Assignment -> Each line below that contains the word "exposed" must be copied.

Data entries

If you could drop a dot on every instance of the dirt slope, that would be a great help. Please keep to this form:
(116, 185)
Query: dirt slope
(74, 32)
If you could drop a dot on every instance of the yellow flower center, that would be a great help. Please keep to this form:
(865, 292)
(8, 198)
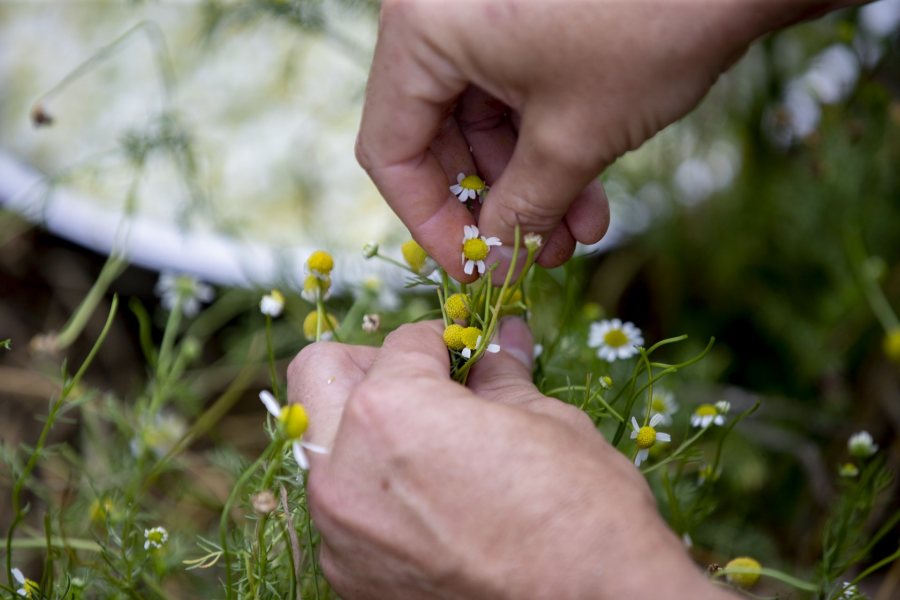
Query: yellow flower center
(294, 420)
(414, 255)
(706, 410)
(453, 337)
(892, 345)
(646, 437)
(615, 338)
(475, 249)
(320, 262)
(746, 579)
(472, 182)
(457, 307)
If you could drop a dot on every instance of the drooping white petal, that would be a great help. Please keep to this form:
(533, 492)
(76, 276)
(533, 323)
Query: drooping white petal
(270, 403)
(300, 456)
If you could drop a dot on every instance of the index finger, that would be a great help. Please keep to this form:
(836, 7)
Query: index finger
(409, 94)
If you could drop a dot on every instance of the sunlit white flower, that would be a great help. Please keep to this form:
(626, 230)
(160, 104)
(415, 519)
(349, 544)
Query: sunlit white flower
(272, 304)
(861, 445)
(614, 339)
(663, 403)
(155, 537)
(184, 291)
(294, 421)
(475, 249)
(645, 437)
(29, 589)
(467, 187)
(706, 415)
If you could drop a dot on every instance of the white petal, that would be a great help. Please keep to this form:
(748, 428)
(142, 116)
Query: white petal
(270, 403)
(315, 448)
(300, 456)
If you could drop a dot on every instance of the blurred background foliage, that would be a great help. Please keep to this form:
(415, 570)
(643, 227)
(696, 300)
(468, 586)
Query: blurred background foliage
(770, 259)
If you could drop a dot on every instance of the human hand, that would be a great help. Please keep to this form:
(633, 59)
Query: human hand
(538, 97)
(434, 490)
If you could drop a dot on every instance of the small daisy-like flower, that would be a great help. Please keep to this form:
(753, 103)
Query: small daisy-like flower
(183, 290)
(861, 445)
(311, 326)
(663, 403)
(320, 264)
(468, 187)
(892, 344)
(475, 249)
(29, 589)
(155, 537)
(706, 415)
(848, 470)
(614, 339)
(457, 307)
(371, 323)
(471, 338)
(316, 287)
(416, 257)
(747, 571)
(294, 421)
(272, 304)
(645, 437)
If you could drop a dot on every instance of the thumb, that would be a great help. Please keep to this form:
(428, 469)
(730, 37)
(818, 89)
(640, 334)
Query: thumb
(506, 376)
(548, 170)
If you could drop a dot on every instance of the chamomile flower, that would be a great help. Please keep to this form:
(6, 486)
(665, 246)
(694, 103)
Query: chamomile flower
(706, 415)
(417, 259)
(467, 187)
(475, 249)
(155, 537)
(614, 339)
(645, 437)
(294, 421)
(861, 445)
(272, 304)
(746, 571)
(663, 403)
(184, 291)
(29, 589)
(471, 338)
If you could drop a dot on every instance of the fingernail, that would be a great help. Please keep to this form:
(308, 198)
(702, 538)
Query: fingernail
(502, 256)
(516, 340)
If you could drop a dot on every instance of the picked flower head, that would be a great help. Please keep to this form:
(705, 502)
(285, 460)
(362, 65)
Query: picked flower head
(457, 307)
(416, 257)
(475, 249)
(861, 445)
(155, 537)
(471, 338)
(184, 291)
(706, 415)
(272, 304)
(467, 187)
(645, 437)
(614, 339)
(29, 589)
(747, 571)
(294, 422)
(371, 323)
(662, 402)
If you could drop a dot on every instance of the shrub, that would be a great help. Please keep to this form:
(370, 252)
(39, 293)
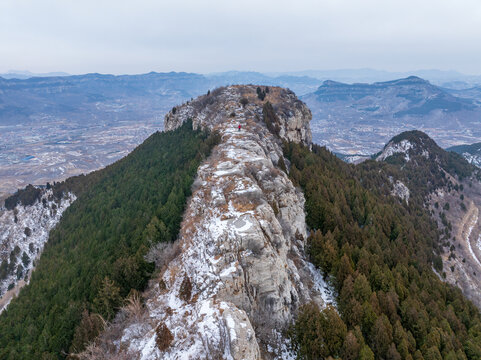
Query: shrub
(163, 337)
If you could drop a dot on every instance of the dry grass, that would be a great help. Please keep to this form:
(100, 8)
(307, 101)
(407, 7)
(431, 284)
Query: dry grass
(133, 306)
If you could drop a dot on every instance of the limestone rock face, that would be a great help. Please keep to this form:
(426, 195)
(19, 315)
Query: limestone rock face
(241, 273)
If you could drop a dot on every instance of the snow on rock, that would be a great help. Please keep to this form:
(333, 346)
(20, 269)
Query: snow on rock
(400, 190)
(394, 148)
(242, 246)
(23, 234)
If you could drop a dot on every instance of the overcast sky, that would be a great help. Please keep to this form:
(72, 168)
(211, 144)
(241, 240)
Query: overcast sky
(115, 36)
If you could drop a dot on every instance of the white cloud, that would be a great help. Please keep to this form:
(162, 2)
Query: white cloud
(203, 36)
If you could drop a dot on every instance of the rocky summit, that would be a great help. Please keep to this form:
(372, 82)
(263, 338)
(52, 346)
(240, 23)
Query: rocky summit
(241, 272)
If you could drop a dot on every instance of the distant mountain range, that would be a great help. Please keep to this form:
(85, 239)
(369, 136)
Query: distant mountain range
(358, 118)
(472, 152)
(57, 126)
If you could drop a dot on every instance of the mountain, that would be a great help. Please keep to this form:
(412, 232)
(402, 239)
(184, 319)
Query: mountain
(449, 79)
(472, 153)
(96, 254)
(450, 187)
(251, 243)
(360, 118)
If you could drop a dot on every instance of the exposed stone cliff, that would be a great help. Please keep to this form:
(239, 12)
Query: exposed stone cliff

Solution for this task ->
If you could drop a dot on every instance of the exposed stone cliff, that would be a great help. Please keep to this form:
Query: exposed stone cliff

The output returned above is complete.